--- START OF Data provided ---

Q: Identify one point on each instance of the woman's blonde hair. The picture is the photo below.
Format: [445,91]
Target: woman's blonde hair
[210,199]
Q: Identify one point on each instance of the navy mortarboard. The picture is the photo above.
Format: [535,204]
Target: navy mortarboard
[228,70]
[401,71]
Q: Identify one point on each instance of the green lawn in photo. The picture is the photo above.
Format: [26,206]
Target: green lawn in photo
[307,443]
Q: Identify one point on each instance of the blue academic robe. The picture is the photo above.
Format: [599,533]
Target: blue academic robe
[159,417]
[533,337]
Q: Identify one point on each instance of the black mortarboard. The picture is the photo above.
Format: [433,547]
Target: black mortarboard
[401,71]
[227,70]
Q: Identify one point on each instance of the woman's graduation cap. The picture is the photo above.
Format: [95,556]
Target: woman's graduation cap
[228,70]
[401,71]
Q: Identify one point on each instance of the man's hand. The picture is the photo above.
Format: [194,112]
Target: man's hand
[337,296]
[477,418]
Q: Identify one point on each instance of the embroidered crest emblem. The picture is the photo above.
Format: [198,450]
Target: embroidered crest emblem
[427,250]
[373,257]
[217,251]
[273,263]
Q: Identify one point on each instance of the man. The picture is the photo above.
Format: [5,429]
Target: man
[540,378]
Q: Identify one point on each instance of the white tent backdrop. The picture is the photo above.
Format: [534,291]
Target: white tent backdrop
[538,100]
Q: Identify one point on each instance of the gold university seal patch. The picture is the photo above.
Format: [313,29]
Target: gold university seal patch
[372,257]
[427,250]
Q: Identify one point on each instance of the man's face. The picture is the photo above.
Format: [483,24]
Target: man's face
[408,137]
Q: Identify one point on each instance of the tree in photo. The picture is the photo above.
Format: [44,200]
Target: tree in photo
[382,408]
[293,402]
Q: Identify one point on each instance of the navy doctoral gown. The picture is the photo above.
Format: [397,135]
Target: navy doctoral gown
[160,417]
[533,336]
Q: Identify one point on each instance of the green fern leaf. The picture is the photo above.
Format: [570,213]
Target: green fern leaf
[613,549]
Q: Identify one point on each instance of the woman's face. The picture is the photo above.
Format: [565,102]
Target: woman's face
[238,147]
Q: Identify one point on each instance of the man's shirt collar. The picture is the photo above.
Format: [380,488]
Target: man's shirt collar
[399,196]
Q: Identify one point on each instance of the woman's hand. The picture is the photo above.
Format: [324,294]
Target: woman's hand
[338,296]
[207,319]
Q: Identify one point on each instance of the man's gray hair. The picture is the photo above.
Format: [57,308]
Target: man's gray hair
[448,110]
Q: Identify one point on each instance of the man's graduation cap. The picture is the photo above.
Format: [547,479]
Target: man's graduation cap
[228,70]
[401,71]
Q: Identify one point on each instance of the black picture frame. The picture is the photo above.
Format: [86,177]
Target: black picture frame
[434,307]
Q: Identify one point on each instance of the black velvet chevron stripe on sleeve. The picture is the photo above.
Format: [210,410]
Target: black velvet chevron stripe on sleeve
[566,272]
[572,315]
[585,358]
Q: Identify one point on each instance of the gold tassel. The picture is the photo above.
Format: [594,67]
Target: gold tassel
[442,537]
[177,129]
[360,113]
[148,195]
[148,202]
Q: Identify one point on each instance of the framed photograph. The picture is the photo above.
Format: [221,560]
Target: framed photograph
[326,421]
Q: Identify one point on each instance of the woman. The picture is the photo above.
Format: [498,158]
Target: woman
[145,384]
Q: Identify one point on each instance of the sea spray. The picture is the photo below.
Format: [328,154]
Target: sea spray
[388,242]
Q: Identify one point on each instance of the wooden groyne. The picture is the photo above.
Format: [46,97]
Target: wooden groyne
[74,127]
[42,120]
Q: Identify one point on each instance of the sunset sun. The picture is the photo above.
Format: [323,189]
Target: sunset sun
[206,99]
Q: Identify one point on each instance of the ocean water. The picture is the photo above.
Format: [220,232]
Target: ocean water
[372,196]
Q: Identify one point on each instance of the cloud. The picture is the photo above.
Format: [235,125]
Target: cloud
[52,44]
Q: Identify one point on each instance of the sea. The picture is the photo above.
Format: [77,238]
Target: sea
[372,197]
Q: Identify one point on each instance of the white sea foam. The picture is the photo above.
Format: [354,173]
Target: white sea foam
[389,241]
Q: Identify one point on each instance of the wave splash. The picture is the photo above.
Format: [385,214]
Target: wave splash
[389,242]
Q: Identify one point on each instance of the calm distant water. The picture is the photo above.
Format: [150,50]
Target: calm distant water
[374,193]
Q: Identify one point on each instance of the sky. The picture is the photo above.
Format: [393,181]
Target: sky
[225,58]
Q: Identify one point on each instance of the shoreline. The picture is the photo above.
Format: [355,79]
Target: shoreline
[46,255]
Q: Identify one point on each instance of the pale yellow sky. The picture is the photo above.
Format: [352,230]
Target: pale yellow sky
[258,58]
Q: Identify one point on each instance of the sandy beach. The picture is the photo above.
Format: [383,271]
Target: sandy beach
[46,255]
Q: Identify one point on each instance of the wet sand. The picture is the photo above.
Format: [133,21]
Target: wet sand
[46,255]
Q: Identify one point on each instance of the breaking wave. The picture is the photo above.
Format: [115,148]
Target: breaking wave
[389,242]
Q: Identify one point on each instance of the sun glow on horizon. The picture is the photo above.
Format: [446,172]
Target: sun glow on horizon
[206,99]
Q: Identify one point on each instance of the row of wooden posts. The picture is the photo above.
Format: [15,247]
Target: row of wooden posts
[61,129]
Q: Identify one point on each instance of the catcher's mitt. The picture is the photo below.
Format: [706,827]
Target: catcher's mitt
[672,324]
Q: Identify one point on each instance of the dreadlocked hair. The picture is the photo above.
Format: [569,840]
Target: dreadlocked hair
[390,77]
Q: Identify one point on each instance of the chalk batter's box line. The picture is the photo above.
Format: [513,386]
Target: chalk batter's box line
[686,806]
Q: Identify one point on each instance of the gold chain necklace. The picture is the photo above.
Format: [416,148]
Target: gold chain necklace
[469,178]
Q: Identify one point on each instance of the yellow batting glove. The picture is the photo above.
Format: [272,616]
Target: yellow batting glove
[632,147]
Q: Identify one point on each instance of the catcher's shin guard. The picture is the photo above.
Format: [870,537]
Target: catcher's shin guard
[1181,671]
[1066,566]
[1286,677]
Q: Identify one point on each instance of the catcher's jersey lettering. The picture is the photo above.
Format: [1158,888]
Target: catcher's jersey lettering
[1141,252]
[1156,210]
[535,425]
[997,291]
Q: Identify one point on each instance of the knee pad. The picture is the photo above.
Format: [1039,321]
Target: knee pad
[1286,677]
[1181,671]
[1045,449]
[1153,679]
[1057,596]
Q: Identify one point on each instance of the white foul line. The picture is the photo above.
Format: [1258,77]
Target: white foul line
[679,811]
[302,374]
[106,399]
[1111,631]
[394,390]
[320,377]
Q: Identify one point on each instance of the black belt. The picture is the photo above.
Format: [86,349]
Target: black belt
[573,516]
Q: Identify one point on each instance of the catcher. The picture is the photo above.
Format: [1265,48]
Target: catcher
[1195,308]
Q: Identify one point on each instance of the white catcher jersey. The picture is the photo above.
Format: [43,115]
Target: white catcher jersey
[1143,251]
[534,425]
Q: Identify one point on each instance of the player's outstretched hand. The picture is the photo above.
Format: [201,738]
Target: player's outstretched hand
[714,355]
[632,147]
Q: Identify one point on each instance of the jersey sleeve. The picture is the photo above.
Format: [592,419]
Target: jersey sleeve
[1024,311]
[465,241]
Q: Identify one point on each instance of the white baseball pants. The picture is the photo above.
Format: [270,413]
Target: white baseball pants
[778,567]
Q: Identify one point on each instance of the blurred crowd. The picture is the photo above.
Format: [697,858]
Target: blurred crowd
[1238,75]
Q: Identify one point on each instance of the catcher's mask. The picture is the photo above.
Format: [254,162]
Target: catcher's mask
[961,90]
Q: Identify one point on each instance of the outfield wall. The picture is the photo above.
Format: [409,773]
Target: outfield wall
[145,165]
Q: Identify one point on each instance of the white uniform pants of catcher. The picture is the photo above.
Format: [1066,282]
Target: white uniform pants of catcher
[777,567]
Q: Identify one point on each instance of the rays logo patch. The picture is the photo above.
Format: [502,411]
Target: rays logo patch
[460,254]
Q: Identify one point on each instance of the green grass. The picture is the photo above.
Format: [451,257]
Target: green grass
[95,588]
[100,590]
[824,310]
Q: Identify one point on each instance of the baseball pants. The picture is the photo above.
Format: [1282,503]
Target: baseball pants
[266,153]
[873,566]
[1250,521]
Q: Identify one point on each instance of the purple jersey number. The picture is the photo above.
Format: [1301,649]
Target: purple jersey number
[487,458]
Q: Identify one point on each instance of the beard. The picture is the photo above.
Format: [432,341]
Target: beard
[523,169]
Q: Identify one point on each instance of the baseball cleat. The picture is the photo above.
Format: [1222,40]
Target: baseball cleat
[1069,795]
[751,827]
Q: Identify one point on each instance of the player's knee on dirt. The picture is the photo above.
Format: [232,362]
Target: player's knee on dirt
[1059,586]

--- END OF Data provided ---

◆ Problem to work on ◆
Copy the rows from the line with "Q: Identify one point on each instance of the white uniform" through the end of the rows, swapping "beard" for "mustache" and leaving everything else as it is.

◆ Exercise response ◆
Q: Identify one point on each instance of the white uniform pants of catcher. The picture is the photo above.
Format: [1066,282]
Target: white uniform pants of catcher
[777,567]
Q: Identify one point on each instance of the rays logo patch. The picture is the photo above.
Format: [502,411]
Target: rays logo patch
[460,254]
Q: Identify one point on each instance of the green grass. The picture is the photo above.
Format: [451,257]
Target: green grass
[95,588]
[100,590]
[824,310]
Q: Identify one point on each instance of the baseball pants. The picture is the photo above.
Format: [1282,503]
Target: baseball pants
[266,153]
[873,566]
[1250,521]
Q: Identify one point on each instance of the purple jersey number. The picture is the photo above.
Format: [1301,649]
Target: purple jersey number
[487,458]
Q: Identify one point on each instance of the mustache. The picture is the photo above.
Format: [432,341]
Target: mustache
[523,169]
Q: Identify one point on each instance of the baseball cleat. The picture is the photo above.
Format: [1222,40]
Target: baseball cleat
[1069,795]
[751,827]
Q: Identify one point on each instance of the player's knee on dirt. The picture is the photo above.
Format: [232,362]
Target: player's knee on dirt
[1059,586]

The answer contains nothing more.